[Extrait du texte]
Création de Quantum Surgical pour le cancer du foie
Bertin Nahum fait une mise au point. « Ce qui est clair, c’est que je ne travaille ni pour l’argent, ni pour les honneurs ou les titres. Cela ne m’intéresse pas. Ce qui compte, c’est ce qui me fait vibrer. Mes associés historiques m’ont suivi et nous avons créé Quantum en 2017 en nous lançant dans le secteur de la chirurgie abdominale, en particulier le cancer du foie. », précise-t-il. L’établissement compte 8.000 nouveaux patients par an en France, et 800.000 dans le monde dont 50% en Chine. C’est le 6e cancer le plus répandu au monde et le 2e le plus mortel. « La solution innovante que nous proposerons viendra comme une alternative aux traitements actuels : l’oncologie médicale (chimiothérapie), la radiothérapie et la chirurgie sur l’organe atteint », renseigne le professionnel de la santé. L’outil ne se résumera pas à un robot mais proposera une plateforme numérique dotée d’un logiciel d’aide à la décision et de réalité virtuelle. « Mon objectif est de créer une ETI (entreprise de taille intermédiaire). Un leader. C’est ma constante : toujours aller plus loin. Franchir un nouveau cap. Ce qui fait la richesse de cette aventure, c’est tout ce que nous faisons au quotidien. Ce qui nous marque, ce sont souvent des détails, des instants. Tout ce qui peut paraître anecdotique, mais qui fait la différence. Le secret du bonheur, c’est de vivre au jour le jour.
Jean-Claude KOUAGOU
Encadré : Bertin Nahum : Une révélation béninoise !
Le patronyme de Bertin Nahum ne fait l’ombre d’aucun doute sur ses origines. Il est Béninois de souche ayant partagé son enfance entre Dakar où il naquit et Lyon. Il a eu un parcours atypique. Orphelin à 14 ans, il est confié à la direction départementale des Affaires sanitaires et sociales, plus connue sous l’acronyme DDASS. C’est une administration déconcentrée française de l’État intervenant dans le champ des politiques sanitaires, sociales et médico-sociales. Peut-être que ce séjour l’a inspiré aussi. « J’ai perdu ma mère à l’âge de 9 ans, mon père à 14 ans, mais je n’ai pas le recul nécessaire pour savoir ce qu’aurait été ma vie si j’avais vécu différemment », relativise l’homme. Si c’était un facteur de réussite de traverser ce genre de difficultés, cela se saurait. Mon moteur, c’est la conviction. Je vais toujours au bout de mes projets. Au bout de ma vision. Même si je ne suis pas certain d’avoir raison, je ne lâche pas.
[/Extrait du texte]
[Données fournies]
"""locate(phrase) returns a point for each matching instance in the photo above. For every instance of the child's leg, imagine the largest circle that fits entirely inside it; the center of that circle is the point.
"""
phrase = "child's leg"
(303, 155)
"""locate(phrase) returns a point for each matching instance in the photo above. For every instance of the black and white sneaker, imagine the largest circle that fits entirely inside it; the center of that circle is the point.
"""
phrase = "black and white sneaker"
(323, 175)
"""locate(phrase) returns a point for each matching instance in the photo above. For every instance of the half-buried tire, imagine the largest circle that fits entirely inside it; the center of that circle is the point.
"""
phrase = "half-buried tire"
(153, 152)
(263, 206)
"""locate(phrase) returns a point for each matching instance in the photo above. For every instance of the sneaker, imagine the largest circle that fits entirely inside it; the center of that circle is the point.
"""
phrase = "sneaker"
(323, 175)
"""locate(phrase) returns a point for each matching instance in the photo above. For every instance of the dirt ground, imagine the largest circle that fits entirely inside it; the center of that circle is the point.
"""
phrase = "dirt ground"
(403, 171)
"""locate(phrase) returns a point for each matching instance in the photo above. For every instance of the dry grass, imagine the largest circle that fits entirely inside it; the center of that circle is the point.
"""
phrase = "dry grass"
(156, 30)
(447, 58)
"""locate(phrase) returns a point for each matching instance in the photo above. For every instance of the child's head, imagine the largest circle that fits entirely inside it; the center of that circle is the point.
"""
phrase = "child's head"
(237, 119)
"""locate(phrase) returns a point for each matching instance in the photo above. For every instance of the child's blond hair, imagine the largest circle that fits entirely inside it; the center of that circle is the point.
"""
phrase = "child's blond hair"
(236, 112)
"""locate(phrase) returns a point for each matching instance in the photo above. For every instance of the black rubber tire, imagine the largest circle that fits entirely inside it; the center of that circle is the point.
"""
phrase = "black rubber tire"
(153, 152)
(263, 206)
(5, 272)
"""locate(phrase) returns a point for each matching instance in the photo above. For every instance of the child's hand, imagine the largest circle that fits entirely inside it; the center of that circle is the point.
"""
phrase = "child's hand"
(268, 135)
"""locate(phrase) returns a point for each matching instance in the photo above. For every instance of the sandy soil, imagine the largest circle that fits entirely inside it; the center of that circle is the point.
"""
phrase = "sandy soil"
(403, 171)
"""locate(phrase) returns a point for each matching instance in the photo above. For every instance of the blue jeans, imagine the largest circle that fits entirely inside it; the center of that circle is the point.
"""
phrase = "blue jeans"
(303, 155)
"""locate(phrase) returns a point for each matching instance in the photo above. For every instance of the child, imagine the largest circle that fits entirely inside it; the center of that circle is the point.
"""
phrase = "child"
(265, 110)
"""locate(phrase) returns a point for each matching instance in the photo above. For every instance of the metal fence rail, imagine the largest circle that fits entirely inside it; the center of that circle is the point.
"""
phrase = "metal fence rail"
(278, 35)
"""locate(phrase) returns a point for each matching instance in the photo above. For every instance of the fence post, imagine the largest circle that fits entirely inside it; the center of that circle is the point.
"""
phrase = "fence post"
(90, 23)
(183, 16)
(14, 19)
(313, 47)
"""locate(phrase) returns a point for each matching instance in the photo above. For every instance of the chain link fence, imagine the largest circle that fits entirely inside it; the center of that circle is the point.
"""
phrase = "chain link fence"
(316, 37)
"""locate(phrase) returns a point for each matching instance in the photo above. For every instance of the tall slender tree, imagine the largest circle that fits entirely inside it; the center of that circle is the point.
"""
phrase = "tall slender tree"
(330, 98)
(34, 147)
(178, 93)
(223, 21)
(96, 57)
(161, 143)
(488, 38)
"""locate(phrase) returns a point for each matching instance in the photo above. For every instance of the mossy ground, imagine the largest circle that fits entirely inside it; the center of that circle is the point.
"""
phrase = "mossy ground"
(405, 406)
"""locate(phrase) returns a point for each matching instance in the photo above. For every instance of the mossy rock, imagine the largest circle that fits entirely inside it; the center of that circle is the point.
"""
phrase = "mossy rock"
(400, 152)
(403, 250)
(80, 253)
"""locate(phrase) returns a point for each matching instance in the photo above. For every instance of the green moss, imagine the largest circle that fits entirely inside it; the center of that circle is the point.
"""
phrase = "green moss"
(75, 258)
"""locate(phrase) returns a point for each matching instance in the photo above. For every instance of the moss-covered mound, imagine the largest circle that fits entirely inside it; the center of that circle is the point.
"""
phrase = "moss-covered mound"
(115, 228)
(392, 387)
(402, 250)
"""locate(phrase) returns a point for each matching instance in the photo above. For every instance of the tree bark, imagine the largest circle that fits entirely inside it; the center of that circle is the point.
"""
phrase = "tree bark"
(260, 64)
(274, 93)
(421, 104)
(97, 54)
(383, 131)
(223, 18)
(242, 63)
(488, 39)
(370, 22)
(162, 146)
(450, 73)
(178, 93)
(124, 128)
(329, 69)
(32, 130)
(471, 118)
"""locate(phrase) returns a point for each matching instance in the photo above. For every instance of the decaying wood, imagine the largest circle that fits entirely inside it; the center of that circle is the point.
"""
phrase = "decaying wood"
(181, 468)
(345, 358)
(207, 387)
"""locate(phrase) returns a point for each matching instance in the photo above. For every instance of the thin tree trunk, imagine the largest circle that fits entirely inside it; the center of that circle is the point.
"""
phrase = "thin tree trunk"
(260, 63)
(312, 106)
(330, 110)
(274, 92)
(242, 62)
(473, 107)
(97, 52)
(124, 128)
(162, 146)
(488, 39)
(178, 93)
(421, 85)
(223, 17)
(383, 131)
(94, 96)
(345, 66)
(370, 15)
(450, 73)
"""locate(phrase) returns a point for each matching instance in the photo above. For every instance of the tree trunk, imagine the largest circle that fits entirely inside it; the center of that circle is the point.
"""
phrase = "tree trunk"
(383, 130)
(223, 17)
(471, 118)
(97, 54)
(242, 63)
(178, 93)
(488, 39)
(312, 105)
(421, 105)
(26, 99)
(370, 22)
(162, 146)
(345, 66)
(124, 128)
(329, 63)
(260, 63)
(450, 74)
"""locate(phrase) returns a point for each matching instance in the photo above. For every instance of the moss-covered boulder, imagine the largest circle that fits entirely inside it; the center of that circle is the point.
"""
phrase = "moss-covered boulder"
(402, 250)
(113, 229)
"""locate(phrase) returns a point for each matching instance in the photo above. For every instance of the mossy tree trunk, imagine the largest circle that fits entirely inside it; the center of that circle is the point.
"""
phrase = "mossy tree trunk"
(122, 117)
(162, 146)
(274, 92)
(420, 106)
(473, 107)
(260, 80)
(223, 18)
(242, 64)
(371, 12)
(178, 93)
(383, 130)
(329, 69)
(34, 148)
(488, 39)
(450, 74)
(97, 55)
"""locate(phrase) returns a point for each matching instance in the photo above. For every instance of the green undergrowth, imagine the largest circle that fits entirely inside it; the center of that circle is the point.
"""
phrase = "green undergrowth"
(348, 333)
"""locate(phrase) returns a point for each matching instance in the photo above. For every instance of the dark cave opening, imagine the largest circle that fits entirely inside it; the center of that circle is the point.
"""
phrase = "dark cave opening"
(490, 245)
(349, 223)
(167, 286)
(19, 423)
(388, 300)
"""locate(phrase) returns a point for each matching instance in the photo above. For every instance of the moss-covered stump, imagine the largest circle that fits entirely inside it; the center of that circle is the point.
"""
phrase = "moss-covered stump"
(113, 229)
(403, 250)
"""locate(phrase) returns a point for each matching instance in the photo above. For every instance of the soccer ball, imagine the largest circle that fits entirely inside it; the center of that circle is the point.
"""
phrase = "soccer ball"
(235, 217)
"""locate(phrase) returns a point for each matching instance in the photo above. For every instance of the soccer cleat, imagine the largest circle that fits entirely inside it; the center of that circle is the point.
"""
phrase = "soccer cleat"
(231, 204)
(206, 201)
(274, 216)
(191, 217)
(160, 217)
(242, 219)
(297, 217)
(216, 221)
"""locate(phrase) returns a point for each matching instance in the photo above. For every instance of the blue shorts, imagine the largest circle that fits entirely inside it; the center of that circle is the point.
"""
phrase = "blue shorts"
[/Données fournies]
Consigne ▸
D'après l'extrait sur Bertin Nahum, en quelle année Quantum a-t-elle été créée ?

Réponse ▸
En 2017.